[Photo-based referring expression data]

-=-=-

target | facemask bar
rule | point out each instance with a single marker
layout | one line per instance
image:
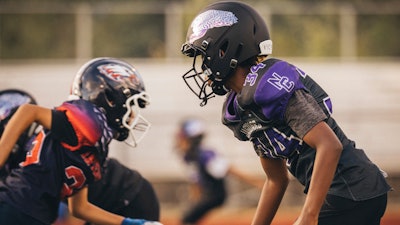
(197, 81)
(137, 125)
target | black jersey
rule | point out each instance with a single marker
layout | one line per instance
(118, 187)
(60, 162)
(277, 106)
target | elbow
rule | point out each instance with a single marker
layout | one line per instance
(77, 212)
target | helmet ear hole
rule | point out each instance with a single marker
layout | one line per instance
(223, 49)
(109, 98)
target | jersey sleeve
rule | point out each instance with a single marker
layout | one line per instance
(303, 113)
(62, 129)
(276, 86)
(84, 124)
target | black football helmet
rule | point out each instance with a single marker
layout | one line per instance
(224, 35)
(117, 88)
(10, 100)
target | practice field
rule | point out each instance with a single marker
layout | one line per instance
(243, 217)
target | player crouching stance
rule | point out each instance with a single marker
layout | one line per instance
(68, 153)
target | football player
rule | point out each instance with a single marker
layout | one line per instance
(286, 115)
(69, 152)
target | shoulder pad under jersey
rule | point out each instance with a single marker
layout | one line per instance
(269, 85)
(88, 122)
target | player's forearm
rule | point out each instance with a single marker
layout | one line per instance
(18, 123)
(82, 209)
(99, 216)
(323, 172)
(270, 199)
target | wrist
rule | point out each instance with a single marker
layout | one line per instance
(130, 221)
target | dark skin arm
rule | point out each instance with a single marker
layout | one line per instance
(328, 149)
(78, 203)
(272, 193)
(19, 122)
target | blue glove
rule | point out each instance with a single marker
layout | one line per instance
(130, 221)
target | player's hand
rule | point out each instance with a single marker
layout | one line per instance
(130, 221)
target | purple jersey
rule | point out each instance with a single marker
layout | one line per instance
(61, 161)
(277, 106)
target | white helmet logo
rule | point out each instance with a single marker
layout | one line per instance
(208, 20)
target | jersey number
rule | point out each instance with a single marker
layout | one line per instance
(78, 180)
(33, 156)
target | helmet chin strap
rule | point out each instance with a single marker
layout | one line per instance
(136, 124)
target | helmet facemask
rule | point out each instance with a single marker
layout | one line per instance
(136, 125)
(197, 78)
(201, 79)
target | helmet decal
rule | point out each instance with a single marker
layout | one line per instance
(118, 73)
(9, 101)
(210, 19)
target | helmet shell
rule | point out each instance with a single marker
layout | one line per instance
(227, 34)
(108, 83)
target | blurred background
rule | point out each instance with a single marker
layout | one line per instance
(350, 47)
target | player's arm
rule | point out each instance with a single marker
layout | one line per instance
(328, 149)
(272, 193)
(81, 208)
(19, 122)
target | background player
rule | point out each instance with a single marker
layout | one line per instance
(287, 117)
(207, 169)
(74, 144)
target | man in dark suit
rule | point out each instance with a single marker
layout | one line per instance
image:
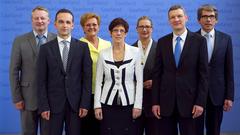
(221, 83)
(146, 122)
(23, 70)
(64, 78)
(180, 78)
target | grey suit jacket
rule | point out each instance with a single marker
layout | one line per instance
(22, 72)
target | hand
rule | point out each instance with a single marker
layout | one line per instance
(45, 115)
(227, 105)
(82, 112)
(20, 105)
(197, 111)
(136, 113)
(156, 111)
(147, 84)
(98, 113)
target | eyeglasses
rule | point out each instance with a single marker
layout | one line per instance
(117, 31)
(208, 16)
(144, 27)
(91, 24)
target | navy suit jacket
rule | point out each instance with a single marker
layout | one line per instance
(55, 86)
(185, 86)
(148, 75)
(221, 82)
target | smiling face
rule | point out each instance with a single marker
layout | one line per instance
(64, 24)
(91, 27)
(177, 20)
(40, 21)
(207, 20)
(144, 29)
(118, 34)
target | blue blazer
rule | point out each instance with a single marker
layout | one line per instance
(186, 85)
(55, 86)
(221, 80)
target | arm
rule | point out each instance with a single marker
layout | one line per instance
(15, 73)
(229, 93)
(156, 82)
(98, 88)
(137, 109)
(42, 81)
(203, 80)
(86, 80)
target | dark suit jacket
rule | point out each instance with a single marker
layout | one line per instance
(55, 86)
(22, 70)
(148, 75)
(186, 85)
(221, 82)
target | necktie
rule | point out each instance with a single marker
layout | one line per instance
(65, 54)
(209, 46)
(177, 50)
(41, 40)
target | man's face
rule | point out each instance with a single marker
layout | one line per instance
(91, 27)
(177, 19)
(207, 20)
(64, 24)
(40, 21)
(144, 29)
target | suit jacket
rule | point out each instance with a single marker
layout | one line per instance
(221, 80)
(183, 86)
(126, 80)
(23, 69)
(148, 75)
(55, 86)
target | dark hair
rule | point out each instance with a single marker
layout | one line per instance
(88, 16)
(175, 7)
(118, 21)
(64, 11)
(144, 18)
(207, 7)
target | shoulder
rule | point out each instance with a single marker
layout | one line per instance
(104, 42)
(25, 36)
(135, 44)
(79, 42)
(222, 34)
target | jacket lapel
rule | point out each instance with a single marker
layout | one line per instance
(32, 42)
(186, 47)
(71, 53)
(56, 53)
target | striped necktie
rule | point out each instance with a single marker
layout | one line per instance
(177, 51)
(65, 54)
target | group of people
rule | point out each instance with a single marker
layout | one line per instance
(90, 86)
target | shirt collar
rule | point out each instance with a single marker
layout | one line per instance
(212, 32)
(183, 36)
(61, 39)
(35, 33)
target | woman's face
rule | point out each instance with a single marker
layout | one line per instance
(91, 27)
(118, 34)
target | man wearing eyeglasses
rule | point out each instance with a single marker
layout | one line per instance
(147, 47)
(220, 64)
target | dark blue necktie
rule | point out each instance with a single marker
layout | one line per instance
(177, 51)
(41, 40)
(65, 54)
(209, 46)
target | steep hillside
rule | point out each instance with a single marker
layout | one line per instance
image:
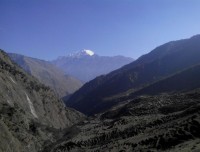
(162, 62)
(86, 65)
(148, 123)
(48, 74)
(30, 112)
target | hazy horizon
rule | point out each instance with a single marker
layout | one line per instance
(49, 29)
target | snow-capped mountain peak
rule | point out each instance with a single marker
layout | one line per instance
(88, 52)
(81, 54)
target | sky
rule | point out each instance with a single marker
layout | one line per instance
(46, 29)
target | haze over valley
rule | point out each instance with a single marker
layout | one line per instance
(106, 76)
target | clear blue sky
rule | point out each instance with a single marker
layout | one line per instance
(47, 29)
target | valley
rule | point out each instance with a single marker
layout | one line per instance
(151, 104)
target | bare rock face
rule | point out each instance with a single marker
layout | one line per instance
(30, 112)
(48, 74)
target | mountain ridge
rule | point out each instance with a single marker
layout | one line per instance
(86, 67)
(48, 74)
(164, 60)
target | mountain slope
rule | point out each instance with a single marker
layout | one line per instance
(48, 74)
(168, 122)
(85, 65)
(163, 61)
(30, 112)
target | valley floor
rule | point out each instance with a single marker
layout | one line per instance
(148, 123)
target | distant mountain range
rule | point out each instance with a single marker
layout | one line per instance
(86, 65)
(30, 112)
(151, 104)
(162, 62)
(48, 74)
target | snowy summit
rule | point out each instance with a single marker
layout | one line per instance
(89, 52)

-=-=-

Going through the data, count each line where the word "football" appears, and state only the total.

Response to this exercise: 2